## REQUIRED ACTION
Set down the line that has "Target: plaque wall niche" and each line beneath it, through the last line of the entries, exactly and with no others.

━━━━━━━━

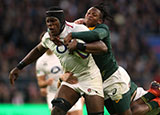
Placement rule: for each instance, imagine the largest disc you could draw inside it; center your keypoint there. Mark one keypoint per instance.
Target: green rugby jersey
(106, 62)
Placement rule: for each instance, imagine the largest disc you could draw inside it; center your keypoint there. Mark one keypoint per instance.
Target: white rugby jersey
(81, 68)
(50, 67)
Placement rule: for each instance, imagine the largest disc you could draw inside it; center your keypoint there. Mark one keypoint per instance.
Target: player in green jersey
(118, 88)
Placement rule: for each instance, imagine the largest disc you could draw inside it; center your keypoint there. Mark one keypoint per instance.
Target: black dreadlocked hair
(105, 14)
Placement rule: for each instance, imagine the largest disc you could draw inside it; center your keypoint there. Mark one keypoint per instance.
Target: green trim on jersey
(122, 104)
(106, 62)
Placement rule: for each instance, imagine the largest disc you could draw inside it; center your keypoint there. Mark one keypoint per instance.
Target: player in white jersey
(88, 81)
(48, 71)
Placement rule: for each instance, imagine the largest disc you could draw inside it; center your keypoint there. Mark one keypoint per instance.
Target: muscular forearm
(91, 36)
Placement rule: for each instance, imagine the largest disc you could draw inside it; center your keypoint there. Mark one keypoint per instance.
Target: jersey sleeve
(39, 69)
(99, 33)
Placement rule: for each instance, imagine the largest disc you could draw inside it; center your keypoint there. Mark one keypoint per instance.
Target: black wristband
(21, 65)
(81, 46)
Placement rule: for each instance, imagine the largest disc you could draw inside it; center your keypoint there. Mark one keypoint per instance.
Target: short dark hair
(57, 12)
(105, 14)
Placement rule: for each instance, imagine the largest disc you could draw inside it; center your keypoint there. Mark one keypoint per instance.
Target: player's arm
(97, 47)
(88, 36)
(42, 82)
(33, 55)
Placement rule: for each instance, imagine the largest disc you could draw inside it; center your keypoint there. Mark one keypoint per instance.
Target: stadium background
(135, 34)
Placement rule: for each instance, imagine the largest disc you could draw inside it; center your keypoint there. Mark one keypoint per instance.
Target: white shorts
(78, 105)
(139, 93)
(90, 86)
(117, 84)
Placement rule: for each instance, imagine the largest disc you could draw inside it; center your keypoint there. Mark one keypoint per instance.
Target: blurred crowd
(22, 21)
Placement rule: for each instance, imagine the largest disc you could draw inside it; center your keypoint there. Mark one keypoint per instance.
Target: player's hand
(56, 40)
(50, 81)
(72, 45)
(13, 75)
(79, 21)
(68, 39)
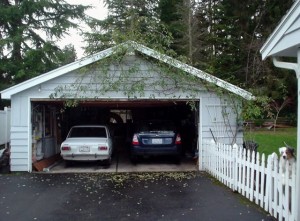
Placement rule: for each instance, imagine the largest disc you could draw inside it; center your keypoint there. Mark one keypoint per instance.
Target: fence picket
(261, 180)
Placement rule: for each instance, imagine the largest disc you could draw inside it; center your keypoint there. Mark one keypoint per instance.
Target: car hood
(85, 140)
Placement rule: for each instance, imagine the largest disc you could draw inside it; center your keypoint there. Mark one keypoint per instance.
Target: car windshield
(87, 132)
(156, 126)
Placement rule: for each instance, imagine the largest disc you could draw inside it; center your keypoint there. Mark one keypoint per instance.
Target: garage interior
(51, 122)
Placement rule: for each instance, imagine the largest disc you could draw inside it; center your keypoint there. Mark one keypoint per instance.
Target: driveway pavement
(121, 196)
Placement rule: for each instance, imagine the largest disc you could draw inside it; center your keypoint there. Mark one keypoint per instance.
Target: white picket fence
(264, 182)
(5, 126)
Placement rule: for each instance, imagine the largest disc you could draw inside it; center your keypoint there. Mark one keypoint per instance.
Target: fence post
(235, 166)
(5, 126)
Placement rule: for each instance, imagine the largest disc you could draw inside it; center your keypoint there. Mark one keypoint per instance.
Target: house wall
(147, 72)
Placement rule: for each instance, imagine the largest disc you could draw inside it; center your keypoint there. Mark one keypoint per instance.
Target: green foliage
(258, 108)
(269, 141)
(29, 31)
(130, 20)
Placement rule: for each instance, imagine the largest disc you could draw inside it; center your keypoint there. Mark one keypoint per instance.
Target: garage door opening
(51, 123)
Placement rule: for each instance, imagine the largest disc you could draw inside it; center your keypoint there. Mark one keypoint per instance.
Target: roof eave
(274, 38)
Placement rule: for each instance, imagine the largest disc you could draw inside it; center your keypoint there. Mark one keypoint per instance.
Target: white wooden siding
(5, 126)
(21, 131)
(19, 148)
(146, 73)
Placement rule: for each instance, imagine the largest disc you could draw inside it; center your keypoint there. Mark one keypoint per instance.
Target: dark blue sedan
(155, 138)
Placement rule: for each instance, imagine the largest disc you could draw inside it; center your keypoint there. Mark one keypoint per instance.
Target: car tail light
(102, 148)
(135, 140)
(66, 148)
(178, 139)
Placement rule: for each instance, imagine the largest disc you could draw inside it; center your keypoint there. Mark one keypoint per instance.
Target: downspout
(296, 68)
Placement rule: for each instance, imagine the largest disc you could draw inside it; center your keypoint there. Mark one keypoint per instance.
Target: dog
(287, 154)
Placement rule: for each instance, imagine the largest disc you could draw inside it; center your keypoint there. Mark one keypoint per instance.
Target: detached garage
(118, 87)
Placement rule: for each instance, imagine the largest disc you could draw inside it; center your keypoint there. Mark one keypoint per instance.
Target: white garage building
(119, 85)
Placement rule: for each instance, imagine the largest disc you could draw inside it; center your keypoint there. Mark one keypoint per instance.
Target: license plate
(84, 149)
(156, 141)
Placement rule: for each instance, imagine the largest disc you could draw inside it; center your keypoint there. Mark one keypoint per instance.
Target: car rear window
(156, 126)
(88, 132)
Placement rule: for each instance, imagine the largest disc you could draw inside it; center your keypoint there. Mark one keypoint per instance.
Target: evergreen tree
(135, 20)
(29, 30)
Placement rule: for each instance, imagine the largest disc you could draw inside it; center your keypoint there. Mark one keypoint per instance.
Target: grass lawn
(269, 141)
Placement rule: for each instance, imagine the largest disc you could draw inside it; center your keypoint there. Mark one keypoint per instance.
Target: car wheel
(133, 159)
(177, 160)
(107, 162)
(68, 163)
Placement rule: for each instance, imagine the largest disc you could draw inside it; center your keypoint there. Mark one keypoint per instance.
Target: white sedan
(87, 143)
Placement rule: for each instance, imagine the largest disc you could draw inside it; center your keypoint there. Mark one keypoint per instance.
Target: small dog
(287, 153)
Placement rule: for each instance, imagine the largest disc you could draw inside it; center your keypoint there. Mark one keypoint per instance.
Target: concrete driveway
(121, 196)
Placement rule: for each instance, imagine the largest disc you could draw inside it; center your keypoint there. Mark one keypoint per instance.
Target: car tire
(177, 160)
(107, 162)
(68, 163)
(133, 159)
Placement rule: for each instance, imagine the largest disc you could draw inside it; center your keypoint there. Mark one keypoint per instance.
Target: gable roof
(285, 40)
(6, 94)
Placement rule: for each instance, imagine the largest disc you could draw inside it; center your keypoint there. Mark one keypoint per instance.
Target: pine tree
(135, 20)
(29, 30)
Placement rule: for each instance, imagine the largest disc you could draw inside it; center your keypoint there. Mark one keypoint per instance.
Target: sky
(99, 11)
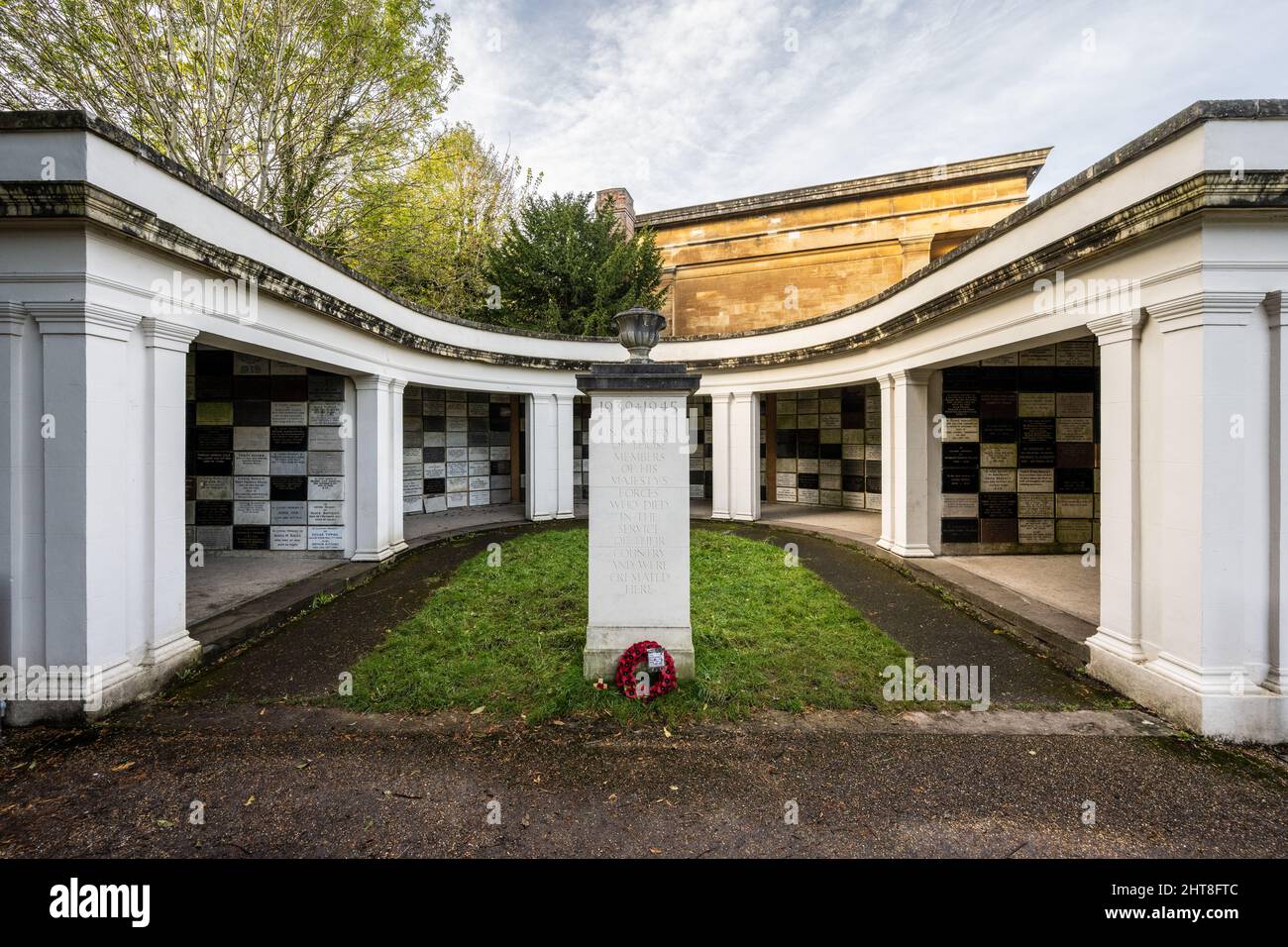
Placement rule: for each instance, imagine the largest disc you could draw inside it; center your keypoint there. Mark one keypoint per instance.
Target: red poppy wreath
(630, 661)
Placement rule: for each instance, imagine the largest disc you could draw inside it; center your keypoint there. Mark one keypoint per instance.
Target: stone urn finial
(638, 330)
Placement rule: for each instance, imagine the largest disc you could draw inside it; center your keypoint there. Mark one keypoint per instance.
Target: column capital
(373, 382)
(165, 334)
(1124, 326)
(1274, 304)
(910, 376)
(82, 318)
(1205, 308)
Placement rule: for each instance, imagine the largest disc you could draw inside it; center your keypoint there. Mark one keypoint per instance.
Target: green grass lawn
(509, 639)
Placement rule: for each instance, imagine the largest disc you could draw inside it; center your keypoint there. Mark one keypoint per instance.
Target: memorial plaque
(957, 429)
(325, 388)
(1035, 455)
(999, 530)
(326, 513)
(958, 480)
(288, 463)
(326, 463)
(288, 438)
(218, 412)
(323, 538)
(325, 440)
(961, 455)
(999, 429)
(958, 530)
(288, 414)
(213, 513)
(1074, 480)
(250, 487)
(214, 487)
(1073, 429)
(999, 405)
(1035, 505)
(961, 403)
(1037, 531)
(288, 538)
(288, 513)
(1074, 405)
(326, 487)
(997, 455)
(997, 505)
(252, 464)
(997, 479)
(288, 487)
(326, 412)
(960, 505)
(213, 463)
(1039, 355)
(250, 438)
(1034, 480)
(1074, 506)
(1037, 403)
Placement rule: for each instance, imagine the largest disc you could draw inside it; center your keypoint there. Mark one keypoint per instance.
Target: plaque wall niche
(827, 449)
(265, 454)
(458, 449)
(1019, 462)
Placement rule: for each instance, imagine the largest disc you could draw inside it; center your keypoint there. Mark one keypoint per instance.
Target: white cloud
(708, 99)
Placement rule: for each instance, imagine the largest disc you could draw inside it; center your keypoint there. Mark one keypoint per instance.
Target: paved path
(277, 779)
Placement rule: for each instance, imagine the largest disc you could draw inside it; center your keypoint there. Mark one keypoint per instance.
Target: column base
(915, 552)
(120, 684)
(604, 647)
(1201, 699)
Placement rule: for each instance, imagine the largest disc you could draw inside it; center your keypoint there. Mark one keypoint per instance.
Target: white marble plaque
(250, 464)
(996, 480)
(1035, 480)
(327, 513)
(288, 414)
(997, 455)
(326, 538)
(326, 487)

━━━━━━━━

## WRITTEN SOLUTION
Target: plaque wall niche
(827, 449)
(265, 454)
(458, 449)
(1019, 462)
Placement rule: for each instance, imagine the largest disc you could draw inside it; center your keypoint there. Mark one keypoint per instance.
Target: white cloud
(708, 99)
Placement rule: for each instance, imagine the largest disc you could draw inside it; center your keypoint there. Mark one keypoint per instance.
Target: paved path
(277, 779)
Placement rule: for each instance, imagine the largest disc you could draw inside it; center your keypoint there. Mark one keypoint per instance.
Target: column base
(915, 552)
(120, 684)
(604, 647)
(1201, 699)
Placement rule: for each instance, imagine the largest disc you could draw inside it; center your keypoint there. Mark one keypoint per instance.
Target: white marble plaque
(250, 464)
(996, 480)
(1035, 480)
(327, 513)
(288, 414)
(997, 455)
(326, 538)
(326, 487)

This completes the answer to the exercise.